The opinion of the court was delivered by: GOETTEL
The sea is a hard master and those who sail her are united in a common struggle. It is their tradition to answer calls of distress regardless of cost or peril. So firmly accepted is this tradition that our laws make it a criminal offense to ignore those "at sea in danger of being lost."
This case raises the interesting (and somewhat novel) question of whether those who go to the aid of seamen in distress are entitled to have their expenses reimbursed.
On July 4, 1973, William Turpin, a 63 year old fireman aboard the S.T. OVERSEAS PROGRESS, a tanker owned by the defendant (a New York corporation), began experiencing severe chest pains suggestive of a heart attack. The ship had no doctor, nurse or operating room. Turpin was treated by the ship's officers, who were guided by medical books and radio advice from the U.S. Public Health Service.
On July 5, Tuprin suffered a further attack. His condition was considered grave. The maximum speed of the OVERSEAS PROGRESS was 13.8 knots; it would have taken the OVERSEAS PROGRESS 57 hours to reach the nearest shore hospital, approximately 740 miles away. The master of the OVERSEAS PROGRESS sent a radio request to all ships in the vicinity with a doctor. The S.S. CANBERRA, a passenger vessel owned by plaintiff (a British company), was the closest vessel with medical facilities at that time. The two ships agreed to meet. Both altered course, the OVERSEAS PROGRESS maintaining its maximum speed, the CANBERRA increasing its speed from 23 to 25 knots. The ships rendezvoused approximately six and one-quarter hours later.

Tasks:
• A. Summarize the court opinion in three sentences.
• B. Retype the part of the court opinion starting at "On July 4, 1973, William" and ending at "Public Health Service.".
The collected data that comes next is separate material and not part of the court opinion.

Collected data:
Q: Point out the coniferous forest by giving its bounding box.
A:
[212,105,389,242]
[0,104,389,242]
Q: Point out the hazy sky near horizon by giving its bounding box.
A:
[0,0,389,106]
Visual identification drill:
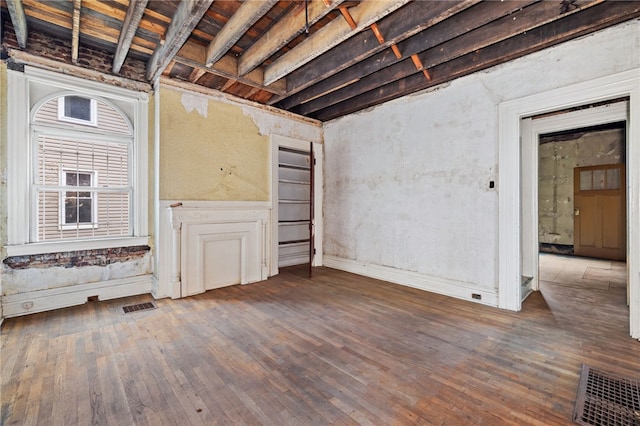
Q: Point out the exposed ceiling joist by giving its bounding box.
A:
[278,0,535,109]
[270,0,480,106]
[147,0,213,81]
[71,0,82,64]
[312,1,640,121]
[205,0,278,67]
[6,0,28,49]
[174,42,286,95]
[113,0,149,74]
[238,0,344,75]
[264,0,409,85]
[294,0,601,114]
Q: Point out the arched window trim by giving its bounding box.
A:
[5,66,149,256]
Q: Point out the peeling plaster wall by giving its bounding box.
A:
[538,129,624,246]
[324,20,640,297]
[160,87,321,201]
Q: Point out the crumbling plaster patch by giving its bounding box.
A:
[2,252,151,296]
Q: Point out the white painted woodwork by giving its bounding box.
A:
[166,201,270,298]
[269,134,323,275]
[520,102,629,291]
[5,66,149,256]
[323,20,640,337]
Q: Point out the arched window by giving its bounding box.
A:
[6,66,149,256]
[31,92,133,241]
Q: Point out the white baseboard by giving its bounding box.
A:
[323,254,498,306]
[2,275,152,318]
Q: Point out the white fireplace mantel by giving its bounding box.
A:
[156,201,271,298]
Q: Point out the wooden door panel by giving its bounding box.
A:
[576,195,598,247]
[573,164,626,260]
[602,195,623,249]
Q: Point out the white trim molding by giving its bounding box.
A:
[498,68,640,339]
[6,66,149,256]
[324,255,498,307]
[2,275,152,318]
[159,200,271,298]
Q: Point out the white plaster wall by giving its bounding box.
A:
[324,20,640,291]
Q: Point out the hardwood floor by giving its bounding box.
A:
[0,262,640,426]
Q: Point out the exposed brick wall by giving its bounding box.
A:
[2,20,146,82]
[2,246,151,269]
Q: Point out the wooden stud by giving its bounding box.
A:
[238,0,343,75]
[112,0,149,74]
[371,23,402,59]
[338,7,358,30]
[269,0,478,105]
[411,54,431,81]
[391,44,402,59]
[264,0,409,85]
[220,78,237,92]
[6,0,27,49]
[71,0,82,64]
[147,0,213,81]
[189,68,207,83]
[205,0,278,67]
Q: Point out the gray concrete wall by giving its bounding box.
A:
[538,129,625,246]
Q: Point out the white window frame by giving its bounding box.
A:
[5,65,149,256]
[58,94,98,127]
[58,169,98,230]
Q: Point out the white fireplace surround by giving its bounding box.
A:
[159,201,271,299]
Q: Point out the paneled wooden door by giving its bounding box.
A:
[573,164,627,260]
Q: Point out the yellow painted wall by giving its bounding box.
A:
[160,87,270,201]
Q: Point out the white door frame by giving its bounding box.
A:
[520,102,629,290]
[269,134,323,276]
[498,68,640,339]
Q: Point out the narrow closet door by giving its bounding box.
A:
[278,147,311,267]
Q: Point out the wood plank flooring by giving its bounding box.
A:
[0,260,640,426]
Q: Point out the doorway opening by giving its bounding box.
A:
[521,99,629,320]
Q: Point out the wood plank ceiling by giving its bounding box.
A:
[0,0,640,121]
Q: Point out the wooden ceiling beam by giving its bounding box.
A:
[174,41,286,95]
[71,0,82,64]
[293,0,600,114]
[6,0,28,49]
[269,0,480,105]
[311,2,640,121]
[276,0,535,110]
[264,0,409,85]
[112,0,149,74]
[238,0,344,75]
[147,0,213,81]
[205,0,278,67]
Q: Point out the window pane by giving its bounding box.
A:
[607,169,620,189]
[64,96,91,121]
[580,170,593,191]
[65,172,78,186]
[78,173,91,186]
[64,198,78,223]
[78,198,93,223]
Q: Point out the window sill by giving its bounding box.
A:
[4,237,149,256]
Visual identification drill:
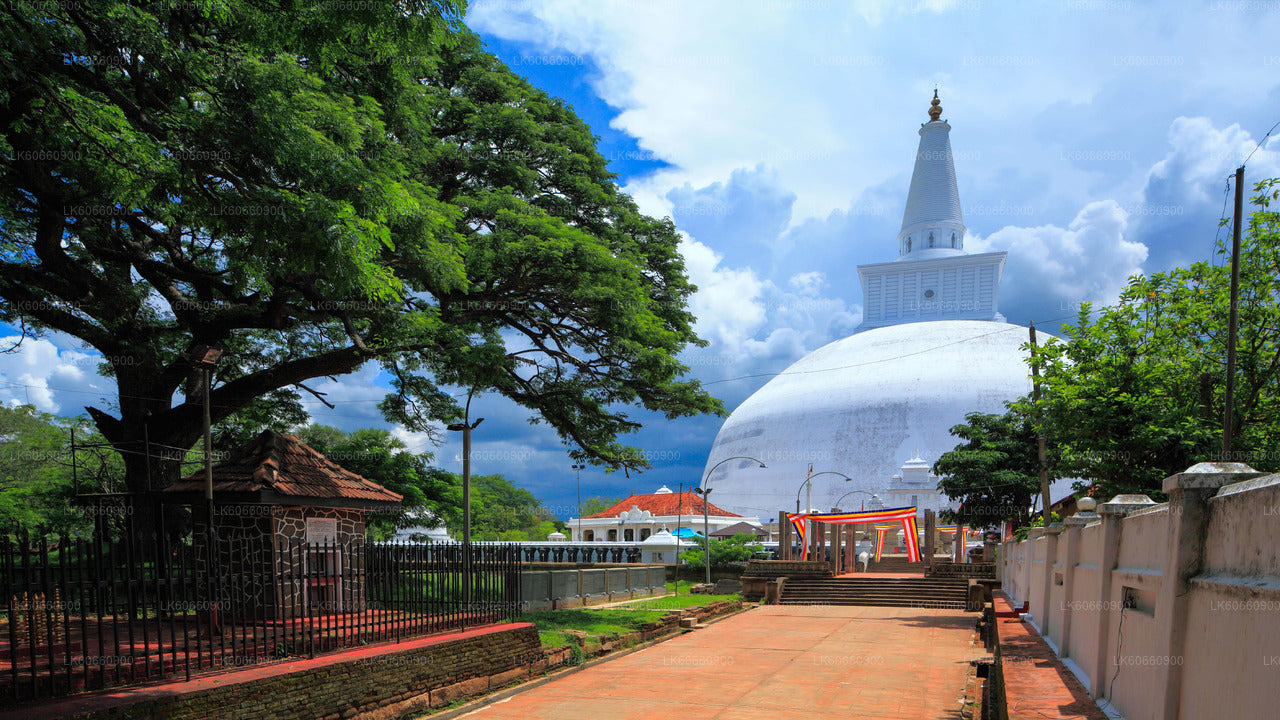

Solutions to each task:
• A. The court opinion says that seafarers traditionally answer distress calls, that the law makes ignoring those in danger at sea a crime, and that the case asks whether people who help seamen in distress can have their expenses repaid. In July 1973, William Turpin, a 63-year-old fireman on the defendant's tanker OVERSEAS PROGRESS, had severe chest pains suggesting a heart attack, and the ship had no doctor, nurse or operating room. After a further attack left his condition grave, with the nearest shore hospital about 57 hours away, the master radioed for any nearby ship with a doctor, and the plaintiff's passenger vessel CANBERRA, the closest one with medical facilities, met the tanker about six and one-quarter hours later.

• B.
On July 4, 1973, William Turpin, a 63 year old fireman aboard the S.T. OVERSEAS PROGRESS, a tanker owned by the defendant (a New York corporation), began experiencing severe chest pains suggestive of a heart attack. The ship had no doctor, nurse or operating room. Turpin was treated by the ship's officers, who were guided by medical books and radio advice from the U.S. Public Health Service.